Exercise instructions:
1 > Answer these questions about the text on emotional intelligence and Agile, one line each:
(a) What plays a huge role in forming self-organizing teams?
(b) For whom is social awareness particularly invaluable?
(c) Which skill brings together all of these skills in the formation and ongoing performance of teams?
2 > Can you output a section of the text on emotional intelligence and Agile word for word? Begin at the words "Relationship management brings" and stop after "throughout the project.".
3 > Could you pick up the text on emotional intelligence and Agile after its last sentence and keep it going?

Passage for review:
Agile depends on emotional intelligence
How do emotional intelligence skills relate to the Agile principles?
Self-awareness plays a huge role in forming self-organizing teams. Individuals that know their strengths as well as their weaknesses are much more likely to seek out pro-active help for the sake of developing the best architectures, requirements, and designs. Someone that is afraid to seek out help for fear of appearing “less intelligent” may wait too long.
Self management is key to building projects around motivated individuals. Are developer estimates achievable and can developers meet commitments on time? If requirements change, are members of the team going to be frustrated or will they be able to negotiate through to a mutually desirable conclusion?
In order to work together and communicate effectively, business leaders and the software development team must have the social awareness to understand each other and interpret subtle clues. Social awareness is particularly invaluable for software development managers and Agile coaches. If someone seems frustrated and has not met a commitment, understanding how to best communicate with this person can be critical in resolving the situation.
Relationship management brings together all of these skills in the formation and ongoing performance of teams. Agile principles founded on relationship management include:
Business people and developers must work together daily throughout the project.

Excerpted records:
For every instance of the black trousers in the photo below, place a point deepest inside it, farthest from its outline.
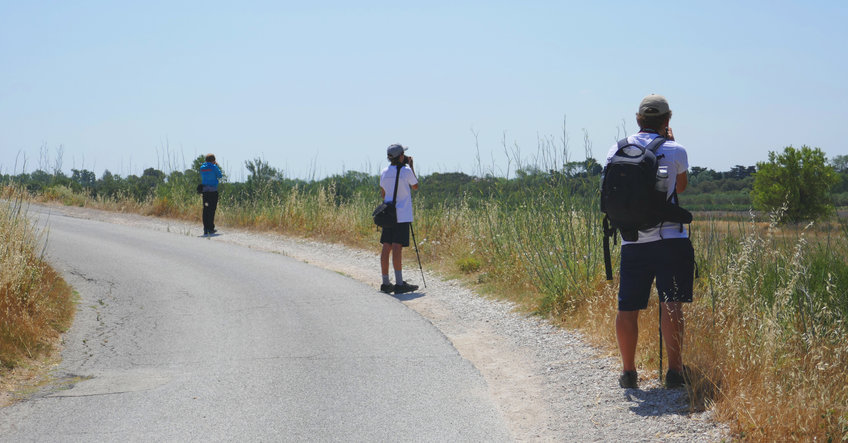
(210, 204)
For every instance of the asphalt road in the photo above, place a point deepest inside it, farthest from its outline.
(180, 338)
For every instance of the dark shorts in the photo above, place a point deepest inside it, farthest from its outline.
(671, 261)
(399, 233)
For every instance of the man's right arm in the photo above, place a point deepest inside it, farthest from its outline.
(682, 182)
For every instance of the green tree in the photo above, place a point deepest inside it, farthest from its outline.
(799, 178)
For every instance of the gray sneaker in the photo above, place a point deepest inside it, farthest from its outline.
(405, 287)
(628, 380)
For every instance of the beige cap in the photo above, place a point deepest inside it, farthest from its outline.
(654, 105)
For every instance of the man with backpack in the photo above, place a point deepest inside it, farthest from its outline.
(396, 184)
(643, 176)
(209, 175)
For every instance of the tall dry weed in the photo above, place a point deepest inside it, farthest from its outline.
(35, 303)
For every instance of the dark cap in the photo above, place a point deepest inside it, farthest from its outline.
(654, 105)
(395, 150)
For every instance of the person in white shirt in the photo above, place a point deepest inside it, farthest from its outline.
(663, 252)
(394, 239)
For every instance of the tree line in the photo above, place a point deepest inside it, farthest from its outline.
(802, 179)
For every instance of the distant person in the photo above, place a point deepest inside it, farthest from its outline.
(663, 252)
(209, 175)
(396, 238)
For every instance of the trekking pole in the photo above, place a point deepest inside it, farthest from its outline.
(415, 243)
(660, 328)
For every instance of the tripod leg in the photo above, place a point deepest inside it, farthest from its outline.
(415, 242)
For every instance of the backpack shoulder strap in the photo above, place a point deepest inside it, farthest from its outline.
(655, 144)
(397, 179)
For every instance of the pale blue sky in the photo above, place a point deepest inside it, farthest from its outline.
(324, 87)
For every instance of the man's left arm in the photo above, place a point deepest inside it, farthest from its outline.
(683, 177)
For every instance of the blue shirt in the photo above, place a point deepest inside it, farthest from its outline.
(209, 175)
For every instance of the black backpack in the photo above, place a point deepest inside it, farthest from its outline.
(633, 194)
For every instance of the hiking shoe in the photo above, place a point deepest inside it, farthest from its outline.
(675, 379)
(405, 287)
(628, 380)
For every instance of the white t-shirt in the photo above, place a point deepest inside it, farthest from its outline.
(404, 200)
(673, 156)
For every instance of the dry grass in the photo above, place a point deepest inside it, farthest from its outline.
(35, 303)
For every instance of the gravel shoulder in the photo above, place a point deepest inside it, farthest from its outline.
(548, 383)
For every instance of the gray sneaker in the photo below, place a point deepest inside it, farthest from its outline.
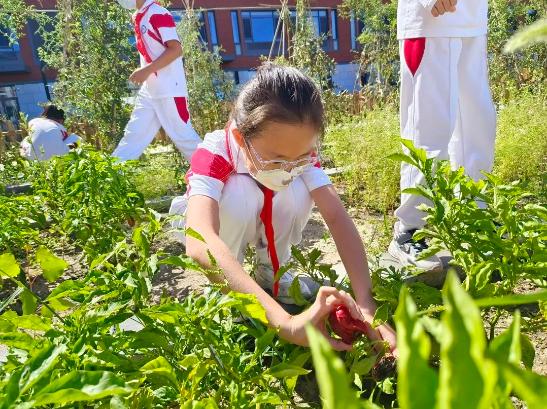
(407, 251)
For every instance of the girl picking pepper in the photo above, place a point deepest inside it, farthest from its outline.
(255, 183)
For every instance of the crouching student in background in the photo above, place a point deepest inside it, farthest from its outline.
(48, 136)
(255, 183)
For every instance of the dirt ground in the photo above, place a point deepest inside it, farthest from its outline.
(375, 232)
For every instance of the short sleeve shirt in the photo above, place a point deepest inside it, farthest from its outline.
(219, 156)
(46, 139)
(154, 27)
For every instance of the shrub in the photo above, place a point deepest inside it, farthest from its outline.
(371, 179)
(521, 146)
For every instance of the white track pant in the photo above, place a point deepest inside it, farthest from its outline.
(240, 225)
(149, 114)
(446, 107)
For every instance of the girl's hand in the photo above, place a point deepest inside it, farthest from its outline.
(327, 299)
(443, 6)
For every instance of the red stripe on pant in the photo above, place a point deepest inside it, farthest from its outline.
(182, 108)
(414, 49)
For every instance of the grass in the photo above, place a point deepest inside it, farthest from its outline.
(362, 144)
(157, 175)
(521, 145)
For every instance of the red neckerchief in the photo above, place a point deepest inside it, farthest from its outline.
(266, 215)
(138, 34)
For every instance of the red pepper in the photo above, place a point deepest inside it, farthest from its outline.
(345, 326)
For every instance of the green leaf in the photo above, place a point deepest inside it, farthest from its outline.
(248, 305)
(285, 370)
(161, 367)
(534, 33)
(400, 157)
(505, 348)
(80, 386)
(332, 377)
(364, 366)
(8, 265)
(295, 292)
(265, 340)
(29, 302)
(266, 398)
(528, 351)
(40, 365)
(381, 316)
(513, 299)
(32, 322)
(529, 386)
(194, 234)
(465, 371)
(52, 266)
(416, 380)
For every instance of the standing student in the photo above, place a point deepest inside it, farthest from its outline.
(255, 183)
(163, 98)
(446, 104)
(47, 136)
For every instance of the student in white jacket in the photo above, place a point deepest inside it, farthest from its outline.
(446, 106)
(48, 136)
(163, 97)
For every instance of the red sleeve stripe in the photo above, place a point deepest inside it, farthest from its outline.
(162, 21)
(206, 163)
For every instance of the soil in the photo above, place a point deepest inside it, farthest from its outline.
(375, 232)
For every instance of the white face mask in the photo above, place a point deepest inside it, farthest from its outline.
(128, 4)
(278, 179)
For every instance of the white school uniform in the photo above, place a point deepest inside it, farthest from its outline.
(445, 104)
(218, 170)
(162, 100)
(47, 138)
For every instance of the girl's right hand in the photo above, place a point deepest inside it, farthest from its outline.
(327, 299)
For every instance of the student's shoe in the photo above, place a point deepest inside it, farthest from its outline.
(308, 286)
(406, 251)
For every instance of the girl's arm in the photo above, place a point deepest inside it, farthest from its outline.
(172, 51)
(352, 252)
(202, 215)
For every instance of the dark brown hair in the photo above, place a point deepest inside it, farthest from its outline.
(52, 112)
(278, 94)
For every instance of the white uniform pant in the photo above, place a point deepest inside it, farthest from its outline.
(240, 224)
(446, 109)
(149, 114)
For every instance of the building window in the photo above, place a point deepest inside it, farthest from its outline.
(356, 27)
(9, 106)
(323, 26)
(235, 32)
(212, 28)
(38, 40)
(178, 15)
(9, 46)
(258, 30)
(334, 29)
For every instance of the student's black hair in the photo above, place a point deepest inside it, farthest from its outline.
(278, 94)
(52, 112)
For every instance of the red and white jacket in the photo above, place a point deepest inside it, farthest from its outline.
(154, 26)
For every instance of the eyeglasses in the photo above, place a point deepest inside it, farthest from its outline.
(285, 165)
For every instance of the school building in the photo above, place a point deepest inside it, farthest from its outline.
(242, 30)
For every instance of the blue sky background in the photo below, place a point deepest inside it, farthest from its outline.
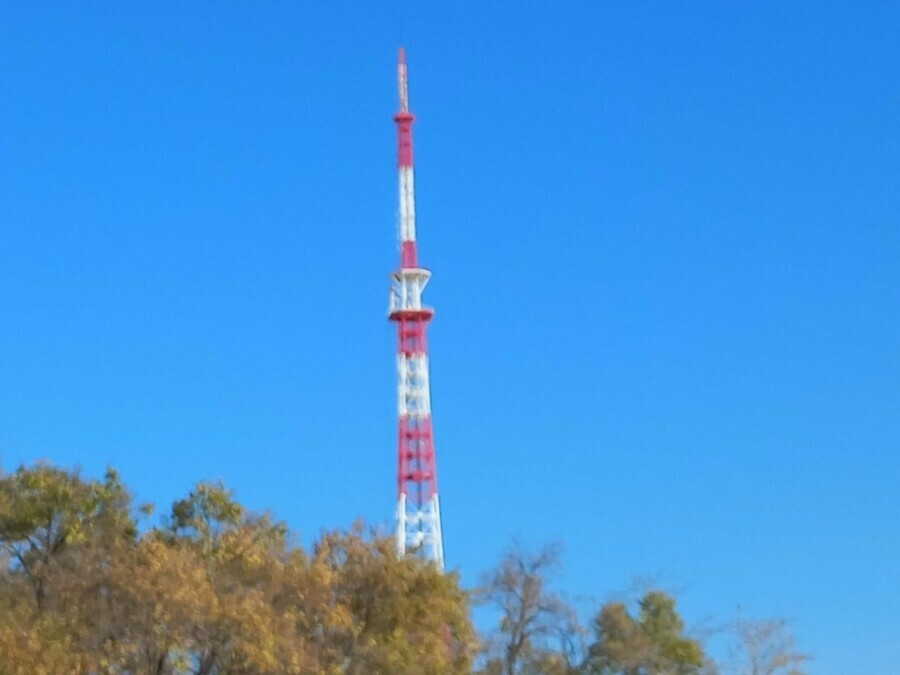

Answers:
1 >
(a) Self-awareness.
(b) Software development managers and Agile coaches.
(c) Relationship management.

2 >
Relationship management brings together all of these skills in the formation and ongoing performance of teams. Agile principles founded on relationship management include:
Business people and developers must work together daily throughout the project.

3 >
The most efficient and effective method of conveying information to and within a development team is face-to-face conversation.
The best architectures, requirements, and designs emerge from self-organizing teams.
At regular intervals, the team reflects on how to become more effective, then tunes and adjusts its behavior accordingly.
The good news is that research shows that not only can emotional intelligence skills be learned but they can be retained for many years, especially in the right environment where skills can be practiced on the job and reinforced.
The Hay Group found that workshops can improve EQ.
After implementing an EQ training program with 100K+ employees, Starwood Hotels moved “from relying on scripted interactions to having associates who are able to make thoughtful decisions about how to most effectively respond to the needs and requests of our customers.”
Johnson & Johnson, Boeing, American Express, PSEG, Roche Pharmaceuticals, and L’Oreal are a few of the leaders incorporating EQ into their best practices13.
FedEx has implemented an EQ training program14 called Six Seconds with the motto: “Emotions drive people, people drive performance.”
The mind doesn’t work the way we think it does. It’s not a computer and emotion influences cognition—frequently from the driver’s seat.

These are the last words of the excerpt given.